Segment Open
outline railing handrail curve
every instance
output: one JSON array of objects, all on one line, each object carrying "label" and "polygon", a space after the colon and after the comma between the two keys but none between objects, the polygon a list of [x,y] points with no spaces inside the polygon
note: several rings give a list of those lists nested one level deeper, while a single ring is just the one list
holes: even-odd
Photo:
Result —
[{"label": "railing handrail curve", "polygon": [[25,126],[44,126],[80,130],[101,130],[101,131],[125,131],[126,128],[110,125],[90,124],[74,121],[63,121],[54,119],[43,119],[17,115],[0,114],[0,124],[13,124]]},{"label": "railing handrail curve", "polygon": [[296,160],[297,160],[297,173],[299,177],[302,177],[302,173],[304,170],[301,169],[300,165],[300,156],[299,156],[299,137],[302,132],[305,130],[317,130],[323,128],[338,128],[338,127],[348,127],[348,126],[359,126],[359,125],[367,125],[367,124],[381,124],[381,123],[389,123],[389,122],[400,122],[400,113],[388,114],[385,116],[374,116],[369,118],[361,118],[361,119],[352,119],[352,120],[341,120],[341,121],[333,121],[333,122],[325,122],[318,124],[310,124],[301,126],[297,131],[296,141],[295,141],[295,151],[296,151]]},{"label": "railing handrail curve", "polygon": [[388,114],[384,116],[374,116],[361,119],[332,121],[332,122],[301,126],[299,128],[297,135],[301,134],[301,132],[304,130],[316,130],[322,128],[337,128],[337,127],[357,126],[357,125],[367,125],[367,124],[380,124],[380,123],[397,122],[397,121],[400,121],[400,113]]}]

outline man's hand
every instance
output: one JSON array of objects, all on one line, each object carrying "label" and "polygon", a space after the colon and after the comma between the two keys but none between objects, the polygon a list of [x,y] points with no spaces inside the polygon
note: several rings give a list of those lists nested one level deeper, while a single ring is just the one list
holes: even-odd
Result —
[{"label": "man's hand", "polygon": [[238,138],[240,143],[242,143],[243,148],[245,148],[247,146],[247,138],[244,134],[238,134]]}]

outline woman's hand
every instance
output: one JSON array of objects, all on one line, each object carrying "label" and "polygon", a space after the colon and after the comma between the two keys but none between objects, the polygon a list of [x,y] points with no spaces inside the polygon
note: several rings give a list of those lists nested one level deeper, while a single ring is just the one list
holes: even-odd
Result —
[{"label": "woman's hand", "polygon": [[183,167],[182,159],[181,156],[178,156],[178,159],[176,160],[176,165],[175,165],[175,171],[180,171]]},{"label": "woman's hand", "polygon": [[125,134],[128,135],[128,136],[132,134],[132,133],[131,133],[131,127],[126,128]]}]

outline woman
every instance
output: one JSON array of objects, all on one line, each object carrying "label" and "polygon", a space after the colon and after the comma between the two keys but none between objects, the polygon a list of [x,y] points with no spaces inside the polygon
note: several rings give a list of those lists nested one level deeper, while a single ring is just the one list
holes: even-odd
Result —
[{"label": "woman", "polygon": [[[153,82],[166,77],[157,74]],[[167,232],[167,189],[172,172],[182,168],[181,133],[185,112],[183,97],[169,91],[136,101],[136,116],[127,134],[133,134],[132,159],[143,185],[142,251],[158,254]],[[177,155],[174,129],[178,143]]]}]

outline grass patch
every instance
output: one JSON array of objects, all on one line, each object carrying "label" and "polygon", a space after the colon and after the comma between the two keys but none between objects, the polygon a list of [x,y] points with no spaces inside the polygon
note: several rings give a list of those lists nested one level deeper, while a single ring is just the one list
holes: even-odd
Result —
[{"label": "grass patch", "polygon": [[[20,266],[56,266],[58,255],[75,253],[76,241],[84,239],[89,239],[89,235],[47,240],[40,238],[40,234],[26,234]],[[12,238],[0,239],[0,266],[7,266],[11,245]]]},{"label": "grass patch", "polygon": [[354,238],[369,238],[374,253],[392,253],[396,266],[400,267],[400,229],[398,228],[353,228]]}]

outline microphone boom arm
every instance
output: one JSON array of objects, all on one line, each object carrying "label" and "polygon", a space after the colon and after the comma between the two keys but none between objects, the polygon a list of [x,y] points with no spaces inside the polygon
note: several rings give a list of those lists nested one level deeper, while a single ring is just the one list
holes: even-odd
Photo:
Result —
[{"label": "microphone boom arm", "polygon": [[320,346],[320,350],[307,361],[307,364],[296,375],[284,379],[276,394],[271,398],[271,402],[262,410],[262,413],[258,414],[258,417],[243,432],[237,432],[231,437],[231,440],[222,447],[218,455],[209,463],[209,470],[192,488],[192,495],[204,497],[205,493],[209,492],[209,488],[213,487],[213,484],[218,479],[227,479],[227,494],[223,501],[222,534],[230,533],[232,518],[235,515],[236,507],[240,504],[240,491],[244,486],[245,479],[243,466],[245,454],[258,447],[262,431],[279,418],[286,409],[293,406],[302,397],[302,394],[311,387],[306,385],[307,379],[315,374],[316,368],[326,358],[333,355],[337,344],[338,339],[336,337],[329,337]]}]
Segment Closed
• The task: In full and word for word, reproduce the data above.

• Reply to the exercise:
outline railing handrail curve
every instance
output: one JSON array of objects, all on one line, each object carrying "label" and "polygon", a space after the colon and after the comma between the two keys but none between objects, the polygon a list of [x,y] points with no spaces inside the polygon
note: several rings give a list of those lists nested one level deeper, while a single ring is just the one list
holes: even-odd
Photo:
Result —
[{"label": "railing handrail curve", "polygon": [[25,126],[44,126],[80,130],[101,130],[101,131],[125,131],[126,128],[110,125],[90,124],[74,121],[63,121],[54,119],[43,119],[17,115],[0,114],[0,124],[13,124]]},{"label": "railing handrail curve", "polygon": [[296,160],[297,160],[297,173],[299,177],[302,177],[302,173],[304,170],[301,169],[300,165],[300,156],[299,156],[299,137],[302,132],[305,130],[317,130],[323,128],[338,128],[338,127],[348,127],[348,126],[359,126],[359,125],[367,125],[367,124],[381,124],[381,123],[389,123],[389,122],[400,122],[400,113],[388,114],[385,116],[374,116],[369,118],[361,118],[361,119],[352,119],[352,120],[341,120],[341,121],[333,121],[333,122],[325,122],[318,124],[310,124],[301,126],[297,131],[296,141],[295,141],[295,151],[296,151]]},{"label": "railing handrail curve", "polygon": [[388,114],[384,116],[374,116],[361,119],[332,121],[332,122],[301,126],[299,128],[297,135],[301,134],[301,132],[304,130],[316,130],[322,128],[337,128],[337,127],[357,126],[357,125],[367,125],[367,124],[380,124],[380,123],[397,122],[397,121],[400,121],[400,113]]}]

outline man's hand
every instance
output: one JSON array of objects, all on one line, each object carrying "label" and "polygon", a space after the colon and after the comma between the two keys but none between objects, the polygon a list of [x,y] points with no spaces inside the polygon
note: several rings give a list of those lists nested one level deeper, while a single ring is just the one list
holes: even-odd
Result —
[{"label": "man's hand", "polygon": [[238,138],[240,143],[242,143],[243,148],[245,148],[247,146],[247,138],[244,134],[238,134]]}]

outline woman's hand
every instance
output: one JSON array of objects, all on one line, each object carrying "label" and "polygon", a space after the colon and after the comma between the two keys but none between objects, the polygon a list of [x,y] points with no spaces inside the polygon
note: several rings give a list of those lists nested one level deeper, while a single ring is just the one list
holes: even-odd
Result —
[{"label": "woman's hand", "polygon": [[183,167],[182,159],[181,156],[178,156],[178,159],[176,160],[176,165],[175,165],[175,171],[180,171]]},{"label": "woman's hand", "polygon": [[125,134],[128,135],[128,136],[132,134],[132,133],[131,133],[131,127],[126,128]]}]

outline woman
every instance
output: one JSON array of objects, all on one line, each object carrying "label" and "polygon", a space after the colon and after the comma between the two keys but none between objects, the polygon a list of [x,y] points with no spaces inside the polygon
note: several rings give a list of those lists nested one level deeper, while a single ring is just the one list
holes: even-odd
Result —
[{"label": "woman", "polygon": [[[153,82],[166,77],[157,74]],[[167,232],[167,189],[172,172],[182,168],[181,133],[185,112],[183,97],[169,91],[136,101],[136,116],[127,134],[133,134],[132,159],[143,185],[142,251],[158,254]],[[177,155],[174,129],[178,143]]]}]

outline grass patch
every instance
output: one JSON array of objects, all on one line, each object carrying "label" and "polygon", a space after the colon and after the comma between the two keys but none between objects, the polygon a list of [x,y] points with no spaces inside the polygon
note: several rings give a list of those lists nested one level deeper, while a single ring is just the one list
holes: even-odd
Result —
[{"label": "grass patch", "polygon": [[[20,266],[56,266],[58,255],[75,253],[76,241],[84,239],[89,239],[89,235],[47,240],[40,238],[40,234],[26,234]],[[12,238],[0,239],[0,266],[7,266],[11,245]]]},{"label": "grass patch", "polygon": [[354,238],[369,238],[374,253],[392,253],[396,266],[400,267],[400,229],[398,228],[353,228]]}]

outline microphone boom arm
every instance
output: one JSON array of objects, all on one line, each object carrying "label" and "polygon", a space after the colon and after the comma between the two keys but none between objects, the polygon a list of [x,y] points with no spaces inside the polygon
note: several rings give a list of those lists nested one level deeper, while a single ring is just the one list
holes: even-odd
Photo:
Result —
[{"label": "microphone boom arm", "polygon": [[320,346],[320,350],[307,361],[307,364],[296,375],[284,379],[276,394],[271,398],[271,402],[262,410],[262,413],[258,414],[258,417],[243,432],[237,432],[231,437],[231,440],[222,447],[218,455],[209,463],[209,470],[192,488],[192,495],[204,497],[205,493],[209,492],[209,488],[213,487],[213,484],[218,479],[227,479],[227,494],[223,501],[222,534],[230,533],[232,518],[235,515],[236,507],[240,504],[240,491],[244,486],[245,479],[243,466],[245,454],[258,447],[262,431],[279,418],[286,409],[293,406],[302,397],[302,394],[311,387],[306,385],[307,379],[315,374],[316,368],[326,358],[333,355],[337,344],[338,339],[336,337],[329,337]]}]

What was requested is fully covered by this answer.